■ Supplied material ■
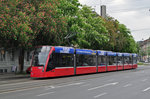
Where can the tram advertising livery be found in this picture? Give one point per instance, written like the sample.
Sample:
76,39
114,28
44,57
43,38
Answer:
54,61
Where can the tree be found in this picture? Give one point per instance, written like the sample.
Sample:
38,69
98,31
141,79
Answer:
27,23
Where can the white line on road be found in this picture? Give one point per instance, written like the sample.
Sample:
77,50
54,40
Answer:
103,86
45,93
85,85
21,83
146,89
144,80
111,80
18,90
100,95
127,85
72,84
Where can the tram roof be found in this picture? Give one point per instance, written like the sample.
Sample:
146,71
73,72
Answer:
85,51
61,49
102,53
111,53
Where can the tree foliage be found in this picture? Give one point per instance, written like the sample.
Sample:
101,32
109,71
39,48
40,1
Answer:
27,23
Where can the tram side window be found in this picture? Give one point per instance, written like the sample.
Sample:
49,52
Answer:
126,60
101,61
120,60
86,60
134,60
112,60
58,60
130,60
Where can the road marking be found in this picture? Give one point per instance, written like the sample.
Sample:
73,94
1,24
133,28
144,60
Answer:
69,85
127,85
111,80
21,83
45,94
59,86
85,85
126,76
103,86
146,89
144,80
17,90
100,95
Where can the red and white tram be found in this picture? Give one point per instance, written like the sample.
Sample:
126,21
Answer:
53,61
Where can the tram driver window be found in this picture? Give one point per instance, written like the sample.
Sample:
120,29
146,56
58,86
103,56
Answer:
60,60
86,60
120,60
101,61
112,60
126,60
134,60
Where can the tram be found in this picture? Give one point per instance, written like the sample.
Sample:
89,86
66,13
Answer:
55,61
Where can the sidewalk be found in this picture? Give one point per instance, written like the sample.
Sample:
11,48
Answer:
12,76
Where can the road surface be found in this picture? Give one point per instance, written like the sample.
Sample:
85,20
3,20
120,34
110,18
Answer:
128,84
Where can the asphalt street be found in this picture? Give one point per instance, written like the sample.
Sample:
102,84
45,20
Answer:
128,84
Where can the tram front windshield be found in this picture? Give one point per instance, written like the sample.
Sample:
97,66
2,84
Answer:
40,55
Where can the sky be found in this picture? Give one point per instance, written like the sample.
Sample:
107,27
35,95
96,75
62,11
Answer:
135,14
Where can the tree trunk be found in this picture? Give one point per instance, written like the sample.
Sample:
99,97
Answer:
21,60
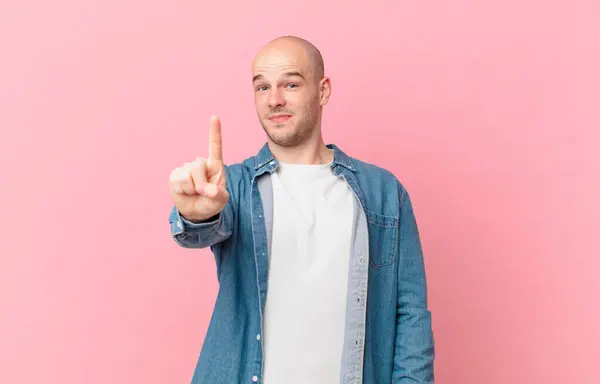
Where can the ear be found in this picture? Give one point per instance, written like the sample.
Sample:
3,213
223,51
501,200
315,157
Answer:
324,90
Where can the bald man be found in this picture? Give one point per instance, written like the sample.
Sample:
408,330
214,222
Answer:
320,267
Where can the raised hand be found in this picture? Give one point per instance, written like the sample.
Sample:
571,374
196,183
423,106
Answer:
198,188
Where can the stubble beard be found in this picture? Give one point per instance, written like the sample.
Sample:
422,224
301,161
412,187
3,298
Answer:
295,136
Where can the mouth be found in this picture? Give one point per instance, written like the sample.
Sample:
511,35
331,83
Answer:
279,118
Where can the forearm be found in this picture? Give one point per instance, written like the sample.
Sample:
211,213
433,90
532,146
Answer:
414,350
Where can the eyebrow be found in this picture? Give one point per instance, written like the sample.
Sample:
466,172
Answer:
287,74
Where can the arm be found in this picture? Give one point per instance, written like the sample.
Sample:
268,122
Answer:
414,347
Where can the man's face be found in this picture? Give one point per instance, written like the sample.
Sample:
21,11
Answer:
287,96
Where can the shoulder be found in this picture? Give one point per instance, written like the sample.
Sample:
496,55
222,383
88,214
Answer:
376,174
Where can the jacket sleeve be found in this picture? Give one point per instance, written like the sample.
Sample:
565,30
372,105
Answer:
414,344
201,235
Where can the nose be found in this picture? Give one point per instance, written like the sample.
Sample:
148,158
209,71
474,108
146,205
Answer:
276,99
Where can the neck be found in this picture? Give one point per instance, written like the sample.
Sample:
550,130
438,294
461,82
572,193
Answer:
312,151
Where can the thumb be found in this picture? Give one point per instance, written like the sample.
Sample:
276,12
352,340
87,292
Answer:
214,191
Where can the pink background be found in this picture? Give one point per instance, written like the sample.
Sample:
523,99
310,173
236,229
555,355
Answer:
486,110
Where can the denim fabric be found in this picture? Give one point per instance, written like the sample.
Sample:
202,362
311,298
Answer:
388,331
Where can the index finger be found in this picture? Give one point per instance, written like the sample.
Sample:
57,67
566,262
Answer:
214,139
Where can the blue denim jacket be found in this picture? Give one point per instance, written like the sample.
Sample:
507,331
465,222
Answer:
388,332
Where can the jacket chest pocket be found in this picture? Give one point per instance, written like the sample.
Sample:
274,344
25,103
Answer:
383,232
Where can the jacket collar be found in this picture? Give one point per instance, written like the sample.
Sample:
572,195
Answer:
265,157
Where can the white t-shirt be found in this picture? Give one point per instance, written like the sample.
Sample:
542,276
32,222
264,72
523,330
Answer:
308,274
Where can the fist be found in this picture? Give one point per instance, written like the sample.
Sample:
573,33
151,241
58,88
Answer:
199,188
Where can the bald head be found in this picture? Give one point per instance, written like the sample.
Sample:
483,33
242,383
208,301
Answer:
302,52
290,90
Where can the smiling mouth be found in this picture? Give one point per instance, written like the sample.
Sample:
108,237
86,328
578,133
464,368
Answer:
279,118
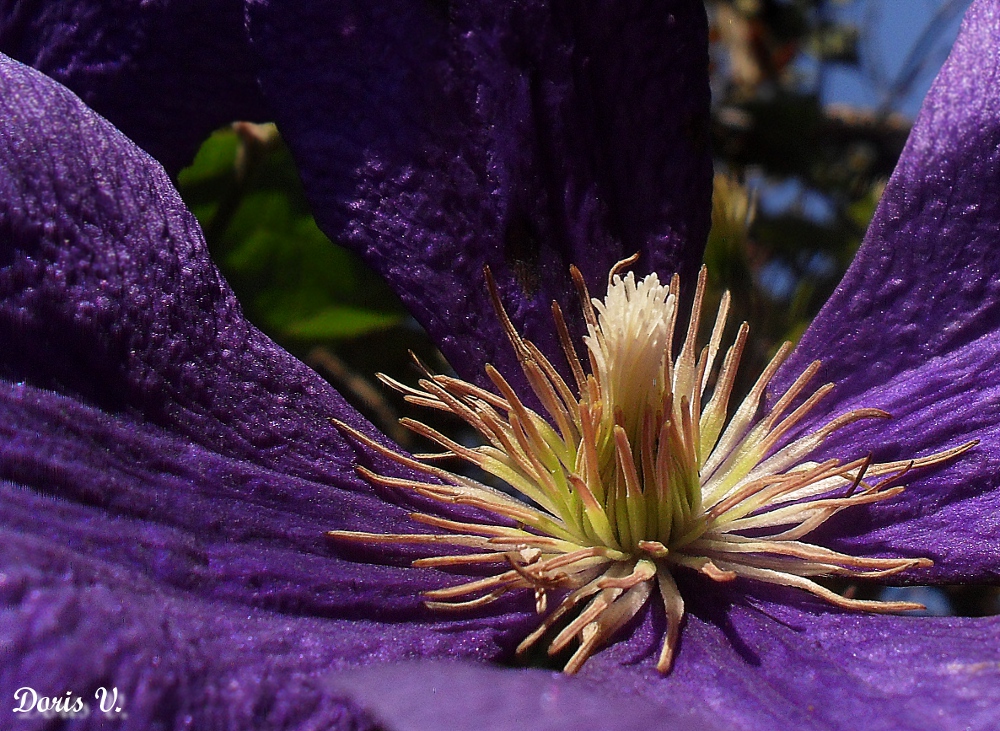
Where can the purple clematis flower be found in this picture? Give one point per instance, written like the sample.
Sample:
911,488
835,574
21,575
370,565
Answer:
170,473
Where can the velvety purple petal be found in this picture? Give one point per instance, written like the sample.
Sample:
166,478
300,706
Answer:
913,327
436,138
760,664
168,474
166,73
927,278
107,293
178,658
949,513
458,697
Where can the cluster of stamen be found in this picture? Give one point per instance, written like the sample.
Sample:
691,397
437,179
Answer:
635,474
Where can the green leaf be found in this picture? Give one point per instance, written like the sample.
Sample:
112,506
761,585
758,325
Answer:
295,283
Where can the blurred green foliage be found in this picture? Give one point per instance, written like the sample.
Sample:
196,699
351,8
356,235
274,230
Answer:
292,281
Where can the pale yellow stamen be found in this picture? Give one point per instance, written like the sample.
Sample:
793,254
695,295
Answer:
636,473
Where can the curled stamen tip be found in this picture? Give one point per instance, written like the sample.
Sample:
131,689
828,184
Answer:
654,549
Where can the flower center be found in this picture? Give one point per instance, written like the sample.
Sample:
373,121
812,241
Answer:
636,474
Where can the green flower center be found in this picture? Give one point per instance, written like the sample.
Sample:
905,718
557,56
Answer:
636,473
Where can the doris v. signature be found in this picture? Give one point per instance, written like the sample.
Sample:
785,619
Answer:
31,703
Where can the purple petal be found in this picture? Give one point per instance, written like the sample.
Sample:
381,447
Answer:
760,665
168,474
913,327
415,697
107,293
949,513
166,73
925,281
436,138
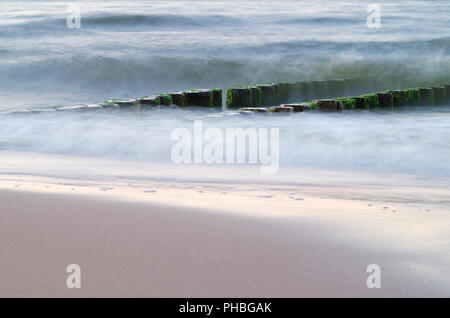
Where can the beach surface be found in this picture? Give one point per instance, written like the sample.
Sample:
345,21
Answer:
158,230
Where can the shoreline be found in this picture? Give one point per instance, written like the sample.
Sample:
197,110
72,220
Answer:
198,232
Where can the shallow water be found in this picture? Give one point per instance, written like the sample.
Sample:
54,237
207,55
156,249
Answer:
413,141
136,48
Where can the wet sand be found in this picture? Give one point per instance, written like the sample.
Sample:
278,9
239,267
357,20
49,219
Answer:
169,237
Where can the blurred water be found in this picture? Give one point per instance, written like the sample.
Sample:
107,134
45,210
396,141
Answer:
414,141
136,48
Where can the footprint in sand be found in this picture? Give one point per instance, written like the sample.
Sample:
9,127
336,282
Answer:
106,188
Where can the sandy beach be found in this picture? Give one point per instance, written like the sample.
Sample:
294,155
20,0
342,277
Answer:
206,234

■ The problem ■
Each record should be quoted exactly, with the images omitted.

■ The response ■
Where can the tram advertising livery be found in this picture? Give one point per instance, written like the sample.
Sample:
76,39
114,28
44,57
43,38
Answer:
54,61
Where can the tree be found in this picture? Give one point per instance, written like the sample.
Sample:
38,69
98,31
141,79
Answer:
27,23
Where can the white line on road be found in this picture? Give one point per instance, written like the sample.
Sample:
77,50
54,40
Answer:
103,86
45,93
85,85
21,83
146,89
144,80
111,80
18,90
100,95
127,85
72,84
Where can the tram roof be found in this picture? Give one point per instance, written like the sample.
Sample:
146,71
73,72
Answer:
85,51
61,49
102,53
111,53
Where can the tree foliage be found in this picture? Give one point per instance, written like the sample.
Sample:
101,32
109,71
39,48
40,1
Answer:
27,23
Where can the tram side window be found in this picture? Give one point per instance, written like the sample.
Sample:
49,52
Answer:
126,60
101,61
120,60
86,60
134,60
112,60
58,60
130,60
Where can the road marking be found in this picture? Give one point per instance, written like the sample.
Sample:
73,94
1,24
133,28
144,60
Answer:
69,85
127,85
111,80
21,83
45,94
59,86
85,85
126,76
103,86
146,89
144,80
17,90
100,95
Where can the red and white tram be found in this picture? Give one point per instance, written like the sample.
Sample:
126,21
Answer:
53,61
Where can the tram driver window be found in this picture? Give one point per instance, written like the sample.
Sample:
120,29
146,56
58,86
103,56
Answer:
60,60
86,60
120,60
101,61
112,60
126,60
134,60
Where can the tram be found in this picture? Give one point per instance, written like the sample.
Sample:
89,86
66,13
Answer:
55,61
Where can the sidewalk be found in this picture? Give one point per instance, written like the sample.
Sample:
11,48
Answer:
12,76
Where can the road surface be found in this picture? Give one point per instance, written like the sample.
Sample:
85,20
3,20
120,34
110,18
Answer:
128,84
Where can the asphalt street be found in this picture? Give one point per instance, written like the sample.
Sample:
102,84
45,20
Answer:
128,84
Where can the tram front windshield be found in this picture? Give one point per instance, written like the sample.
Sample:
97,66
2,84
Answer:
40,55
Where can the sky be found in this picture? Give one point per instance, written like the sample.
Sample:
107,27
35,95
96,75
62,11
Answer:
135,14
Where can the tree trunk be found in this picture? Give one point per instance, written like the sample.
Sample:
99,97
Answer:
21,60
Where can the ear be found in this picture? Give one point per instance, written like the sample.
Sample:
3,213
223,51
501,200
315,157
Answer:
324,90
Where can the bald man be found in this picture? Give one point per instance, written like the sample.
Sample:
408,330
214,222
Answer:
320,267
Where can the raised hand be found in this picture? Give one point per instance, written like the sample.
Sample:
571,374
196,183
423,106
Answer:
198,188
Where can the stubble beard be found in this picture? Give one point per instance, written like the sample.
Sample:
422,224
301,161
412,187
3,298
Answer:
295,136
Where can the mouth be found in this picture? Give one point per instance, written like the sample.
Sample:
511,35
331,83
Answer:
279,118
Where can the forearm be found in this picture? Give one point per instance, written like the sample.
Sample:
211,213
433,90
532,146
Answer:
414,350
Where can the eyebrow be found in this picture? Give one point per instance, written like the sample.
Sample:
466,172
Answer:
287,74
Where can the arm be found in this picture? Give one point per instance, written like the sample.
Sample:
268,122
Answer:
414,347
Where can the man's face be found in this picture? Give one point per instance, written like the sample.
Sample:
21,11
Answer:
287,96
Where can the shoulder be found in this picture? Give one point per instance, written like the sample.
Sample:
496,55
222,383
88,214
Answer:
376,174
Where can the jacket sleeve be found in this picture? Give one point per instance, written like the sample.
Sample:
565,30
372,105
Answer:
414,344
201,235
Where can the nose be found in this picture? Give one point per instance, written like the sample.
Sample:
148,158
209,71
474,108
146,205
Answer:
276,99
Where can the neck be found in this picture? Give one point per instance, written like the sample.
Sample:
550,130
438,294
461,82
572,193
Answer:
312,151
Where can the thumb be found in this picture? Give one point per instance, written like the sample.
Sample:
276,12
352,340
87,292
Answer:
214,191
Where can the pink background be found in this picture? Give one point per instance, written like the sample.
Sample:
523,99
310,173
236,229
555,355
Answer:
486,110
Where can the denim fabric be found in this picture? Give one point per instance, written like the sample.
Sample:
202,362
311,298
Answer:
388,331
Where can the index finger be found in this picture? Give one point per instance, written like the sample.
Sample:
57,67
566,262
Answer:
214,139
Where can the blue denim jacket be found in this picture? Give one point per instance, written like the sample.
Sample:
507,331
465,222
Answer:
388,332
Where can the jacket chest pocket be found in this picture? Give one point per instance, written like the sample.
Sample:
274,344
25,103
Answer:
383,232
Where can the jacket collar be found in this picture? Give one point per instance, written like the sample.
Sample:
572,195
Answer:
265,157
Where can the white t-shirt be found in this picture? Give one point per instance, written like the sample.
Sample:
542,276
32,222
264,72
523,330
Answer:
308,274
Where can the fist be found in this picture? Give one point per instance, written like the sample.
Sample:
573,33
151,241
58,88
Answer:
199,188
Where can the bald head be found in this picture? Give one point per instance, written like the sample.
Sample:
483,33
242,383
208,301
Answer:
302,52
290,90
Where can the smiling mouth be found in this picture? Give one point per instance, written like the sample.
Sample:
108,237
86,328
578,133
464,368
Answer:
279,118
Where can the purple clematis flower be found in this picture? Give one point per instance, written like the sample.
Sample:
911,488
835,574
21,575
370,565
Answer:
170,473
Where can the velvety purple petal be found in this picture? Give one point per instance, written like the sample.
Sample:
166,478
300,706
Answer:
913,327
436,138
760,664
168,474
166,73
927,278
107,293
178,658
949,513
458,697
Where can the cluster of stamen be found in this picture? Give one point per instance, written like the sample.
Sample:
691,397
437,179
Answer:
635,474
Where can the green leaf be found in this picture? Give one point per instance, written like the sample.
Sample:
112,506
761,585
758,325
Answer:
295,283
Where can the blurred green foliage be found in this picture? Give one point per instance, written like the sample.
Sample:
196,699
351,8
356,235
274,230
Answer:
292,281
Where can the pale yellow stamen be found in this picture? Give one point per instance, written like the sample.
Sample:
793,254
695,295
Answer:
636,473
Where can the curled stamen tip be found in this picture? Give one point per instance, written like the sample.
Sample:
131,689
828,184
Answer:
654,549
Where can the flower center be found in this picture? Give one point per instance, written like the sample.
Sample:
373,121
812,241
Answer:
636,474
Where can the green flower center be found in this picture? Give one point per instance, written like the sample.
Sample:
905,718
557,56
Answer:
636,473
Where can the doris v. signature be found in this picture? Give one point per instance, written like the sample.
Sample:
785,619
Answer:
31,703
Where can the purple petal be found in this picture? Give one point per instance, written like the sample.
Sample:
381,447
Answer:
760,665
168,474
913,327
415,697
107,293
949,513
166,73
925,281
436,138
Where can the beach surface be found in this picture? Give one point per instance, written like the sample.
Sample:
345,21
Answer:
158,230
Where can the shoreline be found in this picture? Give one point per instance, written like the sample.
Sample:
197,110
72,220
Answer:
198,232
Where can the shallow water be found in this picture? Give one point per instance, written like the sample.
Sample:
54,237
207,55
156,249
Answer:
413,141
136,48
Where can the wet sand be found in this picture? Give one point per instance, written like the sample.
Sample:
278,9
239,267
357,20
49,219
Answer:
169,237
Where can the blurred water be found in this picture? Give one point per instance, written like the sample.
Sample:
107,134
45,210
396,141
Answer:
414,141
136,48
Where can the footprint in sand be found in this picture? Give one point per instance, written like the sample.
Sample:
9,127
336,282
Answer:
106,188
Where can the sandy beach be found in this picture? Give one point per instance, written like the sample.
Sample:
294,155
20,0
342,277
Answer:
206,234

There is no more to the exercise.